__What you will do__.
Produce an exact copy of all the records.

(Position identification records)
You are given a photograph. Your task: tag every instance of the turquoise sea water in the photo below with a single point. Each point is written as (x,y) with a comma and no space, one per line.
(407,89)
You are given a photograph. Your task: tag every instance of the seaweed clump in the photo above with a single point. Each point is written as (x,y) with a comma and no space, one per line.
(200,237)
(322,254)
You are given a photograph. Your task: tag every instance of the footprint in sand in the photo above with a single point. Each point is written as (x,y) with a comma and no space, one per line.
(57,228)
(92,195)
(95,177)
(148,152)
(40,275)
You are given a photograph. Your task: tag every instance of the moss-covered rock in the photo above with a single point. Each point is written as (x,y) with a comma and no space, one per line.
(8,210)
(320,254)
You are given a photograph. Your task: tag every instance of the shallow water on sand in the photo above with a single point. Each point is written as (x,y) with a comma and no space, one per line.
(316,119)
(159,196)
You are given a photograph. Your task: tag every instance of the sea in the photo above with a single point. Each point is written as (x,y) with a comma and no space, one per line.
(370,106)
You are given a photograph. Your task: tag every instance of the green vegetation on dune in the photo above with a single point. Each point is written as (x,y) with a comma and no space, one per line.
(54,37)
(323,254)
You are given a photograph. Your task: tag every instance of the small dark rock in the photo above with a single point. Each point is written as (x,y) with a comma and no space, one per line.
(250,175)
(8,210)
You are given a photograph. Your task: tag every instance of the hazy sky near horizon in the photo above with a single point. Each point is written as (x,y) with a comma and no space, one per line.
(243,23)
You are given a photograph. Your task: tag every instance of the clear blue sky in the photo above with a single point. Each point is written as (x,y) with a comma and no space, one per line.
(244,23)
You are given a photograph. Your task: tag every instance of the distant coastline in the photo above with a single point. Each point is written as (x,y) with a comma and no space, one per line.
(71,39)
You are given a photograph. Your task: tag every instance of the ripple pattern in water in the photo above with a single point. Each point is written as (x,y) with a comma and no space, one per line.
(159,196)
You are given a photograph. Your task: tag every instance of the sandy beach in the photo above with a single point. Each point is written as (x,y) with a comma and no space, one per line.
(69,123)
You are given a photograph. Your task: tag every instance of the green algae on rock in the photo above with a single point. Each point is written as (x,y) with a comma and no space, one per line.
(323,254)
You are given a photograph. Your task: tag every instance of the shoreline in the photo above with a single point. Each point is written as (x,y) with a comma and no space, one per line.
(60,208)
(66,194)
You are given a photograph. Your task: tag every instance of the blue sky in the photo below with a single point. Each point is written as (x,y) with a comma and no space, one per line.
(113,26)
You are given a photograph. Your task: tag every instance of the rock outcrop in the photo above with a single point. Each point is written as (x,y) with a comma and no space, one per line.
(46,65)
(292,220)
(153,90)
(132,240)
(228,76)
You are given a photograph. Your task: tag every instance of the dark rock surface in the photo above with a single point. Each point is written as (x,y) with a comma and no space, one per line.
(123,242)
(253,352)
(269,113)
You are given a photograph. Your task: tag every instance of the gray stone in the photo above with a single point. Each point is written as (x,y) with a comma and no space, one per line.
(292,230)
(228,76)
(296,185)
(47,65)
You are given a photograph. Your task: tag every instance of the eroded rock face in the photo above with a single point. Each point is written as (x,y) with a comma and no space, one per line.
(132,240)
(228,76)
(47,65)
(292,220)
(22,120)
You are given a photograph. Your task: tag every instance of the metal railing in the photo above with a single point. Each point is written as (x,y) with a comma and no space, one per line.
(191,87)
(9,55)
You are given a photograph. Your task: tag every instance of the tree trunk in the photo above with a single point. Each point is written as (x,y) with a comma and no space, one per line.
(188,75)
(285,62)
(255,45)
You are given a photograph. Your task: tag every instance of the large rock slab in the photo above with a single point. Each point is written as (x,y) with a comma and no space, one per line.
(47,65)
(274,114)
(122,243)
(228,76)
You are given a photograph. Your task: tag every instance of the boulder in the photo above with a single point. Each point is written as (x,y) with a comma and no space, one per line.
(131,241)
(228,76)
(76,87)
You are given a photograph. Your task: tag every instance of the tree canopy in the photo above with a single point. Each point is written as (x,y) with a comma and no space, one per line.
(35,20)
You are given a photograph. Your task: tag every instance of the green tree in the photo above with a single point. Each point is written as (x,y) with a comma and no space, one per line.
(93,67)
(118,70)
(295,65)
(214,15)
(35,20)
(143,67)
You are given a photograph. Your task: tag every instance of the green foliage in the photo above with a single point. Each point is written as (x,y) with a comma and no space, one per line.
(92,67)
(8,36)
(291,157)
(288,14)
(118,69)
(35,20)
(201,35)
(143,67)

__Solution__.
You are given a photograph. Your task: tag every instance of the turquoise sea water in the photo below with a single point. Each point is written as (x,y) with a comma and no space, one per line.
(407,89)
You are given a photograph. Your task: tag every instance of the seaweed clump in the photo above with a single point. Each point is written as (x,y) with a comma and no space, one per line.
(200,237)
(322,254)
You are given a photograph. Your task: tag every instance of the footprint in sand in the photo above with a single point. Each point is written as (x,y) with a comma and no space, one per line.
(57,228)
(92,195)
(95,177)
(148,152)
(40,275)
You are given a photograph. Your task: tag every instance of the moss-covered rock in the photo above with a single point. Each point is written as (x,y) with a comma and no space, one per line.
(8,210)
(320,254)
You are given a photograph. Your task: tag every instance of the shallow water on sand in the photo above with a single point. Each point is written as (x,y) with a comma and no space, one per line.
(316,119)
(159,196)
You are given a photograph. Your task: tag every instance of the sea in the photo above with a single point. Each point is written as (x,y) with a comma and no space, one per line.
(370,106)
You are given a photograph. Your task: tag every instance of the green vegetation on dune in the photo above with a single point. Each point is written as (x,y) with a comma and no space, one per line.
(54,37)
(323,254)
You are given a photograph. Your task: tag every instance of the small dark rock in the photo above with a single point. Each point is written as (x,y) with a comma and no space, one per line.
(250,175)
(8,210)
You are given a photograph. Your task: tag every instance of the hazy sky near horizon in the photo above with a single point. Each point is written as (x,y) with a comma and no space, one per line.
(243,23)
You are given a photograph. Your task: tag every instance of the clear blue sky in the photo above with a single point. Each point is written as (x,y) with a comma and no space, one per line.
(244,23)
You are given a photograph. Your task: tag every instance of the distant coastline in the photo above with a single point. Each point is written as (x,y) with a comma and no space, one per line.
(71,39)
You are given a photograph. Your task: tag every instance of the ripple pattern in water in the photo above with a single point. Each point is written as (x,y) with a comma and no space, one per line.
(159,196)
You are given a photograph. Your task: tag every instance of the sandy beach in the photo above with a single point. Each point is written as (x,y) with a comma and no space, one per line.
(69,123)
You are given a photograph. Your task: tag every instance of the green algae on rock in the photo above with a single point. Each point is written as (x,y) with a comma and no space, one per line.
(323,254)
You are given a photograph. Your task: tag every instance of the shoreline in the photo above with a single point. Each point is written as (x,y) with a comma and no space, one per line.
(60,208)
(66,194)
You are given a photograph. Your task: tag every instance of the blue sky in the photo below with a single point. Each point is written as (x,y) with a comma and no space, one per line.
(113,26)
You are given a photograph. Your task: tag every instance of the rock outcrop in the photo above with a single point. Each point is written as (x,y) with a comma and no space, one per line.
(46,65)
(292,220)
(153,90)
(132,240)
(228,76)
You are given a photograph. Your task: tag every instance of the dark rock surface in the photo above with a single point. Each point is written as (x,y) with a comma and no space, one per line.
(123,242)
(253,352)
(269,113)
You are given a photograph. Your task: tag every instance of the gray stone in the photo above with a single point. Each point is written as (x,y) with a comma and no space, one per line.
(292,230)
(228,76)
(296,185)
(47,65)
You are given a photograph. Your task: tag every instance of the eroded rock face in the photo above with a single point. Each point is written as (x,y) with a comma and no space, one per line.
(132,240)
(228,76)
(47,65)
(292,220)
(22,120)
You are given a photograph. Your task: tag every instance of the metal railing in the photo above with a single point. Each point is written as (x,y) with a comma and no space, one per line.
(191,87)
(9,55)
You are given a photograph. Your task: tag every instance of the tree trunk in the photo above with a single point. Each point is written as (x,y) with a comma and no space, one per line.
(188,75)
(285,62)
(255,45)
You are given a photograph. Your task: tag every instance of the large rock slab in the photo above with a single point. Each point is written as (x,y) with a comma and no space, one per line.
(47,65)
(274,114)
(122,243)
(228,76)
You are given a photograph. Your task: tag every instance of the boulder in the photo above with a single point. Each point is written as (x,y) with a comma and no space, one per line.
(131,241)
(228,76)
(76,87)
You are given a photograph. Your task: tag every instance of the tree canopy in the photo above with a single point. Each point is written as (x,y) with a comma and no space, one per line.
(35,20)
You are given a photograph. Your task: tag every instance of the green tree in the photo above with a single point. Each point is written as (x,y) with a comma and no space, one per line.
(93,67)
(118,70)
(295,65)
(214,15)
(35,20)
(143,67)
You are given a photograph. Your task: tag every instance of the green foliage in the photo above with a single point. Each point is written as (x,y) with a comma and no space, one per line.
(92,67)
(8,36)
(291,157)
(288,14)
(118,69)
(35,20)
(201,35)
(143,67)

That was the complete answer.